**Assignment:** There is a line below that contains "Target: dark necktie". Please reproduce it and all following lines exactly, through the final one.

**Material for the task:**
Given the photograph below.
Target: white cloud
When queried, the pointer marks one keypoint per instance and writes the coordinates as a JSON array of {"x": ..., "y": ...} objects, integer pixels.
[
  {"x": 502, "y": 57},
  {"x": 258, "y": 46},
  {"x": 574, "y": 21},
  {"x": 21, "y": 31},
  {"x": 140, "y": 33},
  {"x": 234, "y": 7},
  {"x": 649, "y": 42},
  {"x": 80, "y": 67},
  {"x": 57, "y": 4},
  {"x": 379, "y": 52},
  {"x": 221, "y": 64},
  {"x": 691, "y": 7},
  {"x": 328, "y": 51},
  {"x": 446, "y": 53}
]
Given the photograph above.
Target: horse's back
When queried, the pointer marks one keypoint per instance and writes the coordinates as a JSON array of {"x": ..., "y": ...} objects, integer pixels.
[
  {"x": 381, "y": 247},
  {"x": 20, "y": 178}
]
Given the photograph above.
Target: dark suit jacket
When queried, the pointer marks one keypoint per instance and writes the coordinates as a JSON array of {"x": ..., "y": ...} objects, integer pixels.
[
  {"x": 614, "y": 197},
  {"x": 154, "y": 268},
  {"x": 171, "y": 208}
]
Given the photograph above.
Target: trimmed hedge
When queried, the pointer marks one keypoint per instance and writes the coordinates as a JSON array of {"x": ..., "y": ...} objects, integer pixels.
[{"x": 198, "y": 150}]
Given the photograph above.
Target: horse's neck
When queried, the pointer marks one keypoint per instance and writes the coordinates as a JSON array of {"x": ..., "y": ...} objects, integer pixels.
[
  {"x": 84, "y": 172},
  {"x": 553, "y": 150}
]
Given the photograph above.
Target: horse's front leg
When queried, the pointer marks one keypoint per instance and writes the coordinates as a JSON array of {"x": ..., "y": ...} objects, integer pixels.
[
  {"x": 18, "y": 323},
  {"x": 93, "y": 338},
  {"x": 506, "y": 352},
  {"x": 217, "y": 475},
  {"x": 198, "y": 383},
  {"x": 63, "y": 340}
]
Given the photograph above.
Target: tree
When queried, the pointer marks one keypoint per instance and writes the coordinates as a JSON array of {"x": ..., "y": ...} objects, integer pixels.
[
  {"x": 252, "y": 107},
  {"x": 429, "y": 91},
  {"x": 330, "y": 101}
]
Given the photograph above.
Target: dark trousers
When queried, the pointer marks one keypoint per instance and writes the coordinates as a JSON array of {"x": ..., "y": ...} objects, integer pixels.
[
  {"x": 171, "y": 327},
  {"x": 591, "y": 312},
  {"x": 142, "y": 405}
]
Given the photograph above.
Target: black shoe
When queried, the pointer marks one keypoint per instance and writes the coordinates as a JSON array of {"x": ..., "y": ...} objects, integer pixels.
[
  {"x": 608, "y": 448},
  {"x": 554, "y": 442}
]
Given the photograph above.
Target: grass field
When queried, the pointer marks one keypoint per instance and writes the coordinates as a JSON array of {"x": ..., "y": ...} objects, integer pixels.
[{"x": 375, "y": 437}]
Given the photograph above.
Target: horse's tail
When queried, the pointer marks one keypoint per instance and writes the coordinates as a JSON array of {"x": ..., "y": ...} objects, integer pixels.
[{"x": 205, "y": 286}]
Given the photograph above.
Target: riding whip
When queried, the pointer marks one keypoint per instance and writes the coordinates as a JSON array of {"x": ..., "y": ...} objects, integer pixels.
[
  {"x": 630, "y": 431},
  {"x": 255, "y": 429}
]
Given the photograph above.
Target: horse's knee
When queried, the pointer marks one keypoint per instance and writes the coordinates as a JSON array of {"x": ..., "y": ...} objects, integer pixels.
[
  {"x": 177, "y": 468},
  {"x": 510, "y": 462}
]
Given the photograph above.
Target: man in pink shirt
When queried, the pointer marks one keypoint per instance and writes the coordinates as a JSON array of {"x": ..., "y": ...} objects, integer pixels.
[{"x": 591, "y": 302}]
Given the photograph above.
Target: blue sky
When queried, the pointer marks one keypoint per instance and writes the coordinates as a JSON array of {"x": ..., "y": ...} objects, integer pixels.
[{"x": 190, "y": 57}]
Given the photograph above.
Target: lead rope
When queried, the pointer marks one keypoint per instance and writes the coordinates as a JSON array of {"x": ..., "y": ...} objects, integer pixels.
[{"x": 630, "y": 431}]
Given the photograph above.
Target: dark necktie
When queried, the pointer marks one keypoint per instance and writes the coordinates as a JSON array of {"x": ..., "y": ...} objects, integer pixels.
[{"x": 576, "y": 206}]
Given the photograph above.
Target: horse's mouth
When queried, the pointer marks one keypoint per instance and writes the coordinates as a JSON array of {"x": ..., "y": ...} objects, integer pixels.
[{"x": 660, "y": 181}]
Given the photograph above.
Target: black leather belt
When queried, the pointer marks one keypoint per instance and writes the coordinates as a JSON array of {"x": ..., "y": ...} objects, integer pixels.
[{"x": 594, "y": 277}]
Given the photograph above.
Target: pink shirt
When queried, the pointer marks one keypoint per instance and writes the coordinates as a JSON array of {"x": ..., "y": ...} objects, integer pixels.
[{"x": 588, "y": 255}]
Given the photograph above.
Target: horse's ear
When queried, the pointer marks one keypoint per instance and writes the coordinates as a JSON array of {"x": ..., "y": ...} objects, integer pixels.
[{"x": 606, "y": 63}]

**Solution to the problem:**
Target: dark necktie
When queried, the pointer marks one keypoint per instance and writes the coordinates as a JSON array of {"x": ..., "y": ...} objects, integer pixels.
[{"x": 576, "y": 206}]
Given the photograph above.
Target: horse's mouth
When queried, the pointer marks one keypoint per instance and writes the coordinates as a JSON array of {"x": ..., "y": ...} objects, integer pixels.
[{"x": 660, "y": 181}]
Given the photograph above.
Target: black leather belt
When queried, the pointer marks one keypoint per instance and writes the coordinates as a JSON array of {"x": ..., "y": ...} objects, integer pixels.
[{"x": 594, "y": 277}]
Given the photograph above.
Target: pink shirt
When queried, the pointer marks one keypoint per instance and writes the coordinates as a JSON array of {"x": ..., "y": ...} objects, integer pixels.
[{"x": 588, "y": 255}]
Given the photograph above.
Target: horse's ear
When queried, the pointer marks one keypoint per instance and writes the coordinates as a JSON array of {"x": ..., "y": ...} objects, integer pixels.
[{"x": 606, "y": 63}]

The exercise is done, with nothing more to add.